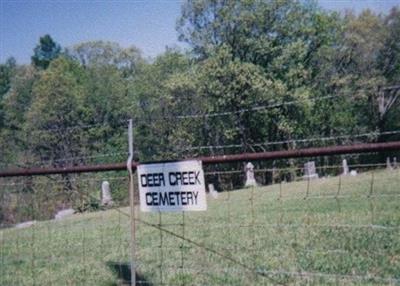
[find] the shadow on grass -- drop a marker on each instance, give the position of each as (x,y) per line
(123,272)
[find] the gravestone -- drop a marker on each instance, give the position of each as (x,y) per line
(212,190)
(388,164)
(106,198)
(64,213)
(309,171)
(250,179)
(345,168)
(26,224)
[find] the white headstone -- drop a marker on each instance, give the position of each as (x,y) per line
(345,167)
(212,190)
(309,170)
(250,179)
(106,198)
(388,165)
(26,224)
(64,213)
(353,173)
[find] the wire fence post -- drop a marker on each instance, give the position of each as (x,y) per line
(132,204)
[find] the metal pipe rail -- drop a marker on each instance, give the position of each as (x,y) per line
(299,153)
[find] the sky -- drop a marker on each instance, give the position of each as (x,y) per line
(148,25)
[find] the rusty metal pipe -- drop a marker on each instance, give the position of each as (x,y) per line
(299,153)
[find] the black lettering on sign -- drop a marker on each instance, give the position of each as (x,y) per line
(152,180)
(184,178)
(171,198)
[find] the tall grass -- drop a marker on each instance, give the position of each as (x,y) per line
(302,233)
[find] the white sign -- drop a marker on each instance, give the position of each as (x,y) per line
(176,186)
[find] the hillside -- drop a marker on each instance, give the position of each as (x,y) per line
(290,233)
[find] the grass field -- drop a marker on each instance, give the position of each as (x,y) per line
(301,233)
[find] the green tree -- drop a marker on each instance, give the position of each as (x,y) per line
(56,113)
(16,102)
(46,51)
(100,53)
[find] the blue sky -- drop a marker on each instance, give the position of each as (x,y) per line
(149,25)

--

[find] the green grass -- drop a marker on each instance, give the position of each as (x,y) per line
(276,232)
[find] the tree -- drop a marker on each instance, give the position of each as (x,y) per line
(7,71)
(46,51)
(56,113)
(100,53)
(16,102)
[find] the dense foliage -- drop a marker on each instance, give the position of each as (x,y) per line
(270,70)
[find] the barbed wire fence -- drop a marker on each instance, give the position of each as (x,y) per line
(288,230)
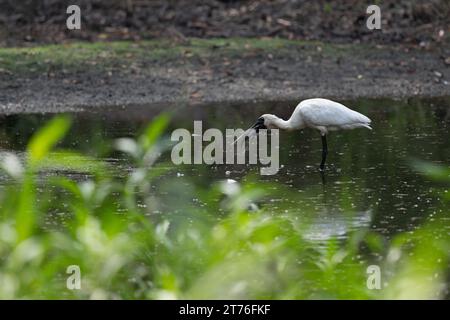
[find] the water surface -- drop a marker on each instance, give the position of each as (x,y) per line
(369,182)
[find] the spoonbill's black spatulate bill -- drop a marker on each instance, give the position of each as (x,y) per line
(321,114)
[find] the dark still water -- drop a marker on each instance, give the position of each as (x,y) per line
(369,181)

▸ SHORT PROBLEM
Please state how many lines of the items above contain the word "pipe". Reply with the number alone.

▸ RESPONSE TO THE TASK
2